------ Dataset

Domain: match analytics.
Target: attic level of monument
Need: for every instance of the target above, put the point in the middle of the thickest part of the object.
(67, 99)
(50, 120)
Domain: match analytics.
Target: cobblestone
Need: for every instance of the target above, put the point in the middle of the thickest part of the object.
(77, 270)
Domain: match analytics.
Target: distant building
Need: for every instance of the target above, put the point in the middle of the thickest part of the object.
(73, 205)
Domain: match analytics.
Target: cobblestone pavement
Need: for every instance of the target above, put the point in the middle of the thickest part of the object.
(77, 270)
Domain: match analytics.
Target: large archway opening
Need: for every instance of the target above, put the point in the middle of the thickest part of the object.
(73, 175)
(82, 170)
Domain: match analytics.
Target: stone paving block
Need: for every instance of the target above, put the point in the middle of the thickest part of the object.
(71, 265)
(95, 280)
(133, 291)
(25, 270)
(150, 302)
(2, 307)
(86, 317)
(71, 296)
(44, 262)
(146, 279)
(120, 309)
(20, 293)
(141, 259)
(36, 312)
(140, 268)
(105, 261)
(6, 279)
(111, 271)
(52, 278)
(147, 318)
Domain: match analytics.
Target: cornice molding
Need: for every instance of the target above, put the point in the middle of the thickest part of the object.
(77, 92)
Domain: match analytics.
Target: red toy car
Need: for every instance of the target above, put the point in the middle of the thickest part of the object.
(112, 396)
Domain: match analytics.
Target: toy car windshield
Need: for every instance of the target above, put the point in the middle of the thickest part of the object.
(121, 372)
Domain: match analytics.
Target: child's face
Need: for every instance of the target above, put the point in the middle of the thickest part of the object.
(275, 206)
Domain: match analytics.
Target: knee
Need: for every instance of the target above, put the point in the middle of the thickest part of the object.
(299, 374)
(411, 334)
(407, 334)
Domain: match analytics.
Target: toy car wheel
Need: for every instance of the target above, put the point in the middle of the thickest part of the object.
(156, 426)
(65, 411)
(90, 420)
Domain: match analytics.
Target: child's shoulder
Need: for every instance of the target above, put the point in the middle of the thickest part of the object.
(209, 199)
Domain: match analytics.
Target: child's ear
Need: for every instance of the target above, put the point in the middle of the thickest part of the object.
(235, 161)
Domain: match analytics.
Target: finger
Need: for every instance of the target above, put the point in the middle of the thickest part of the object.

------------

▸ **What the exercise asks**:
Locate each line in the listing above that contains the word "child" and copy those lines.

▸ **Finished answer**:
Target: child's face
Target: child's shoulder
Target: child's ear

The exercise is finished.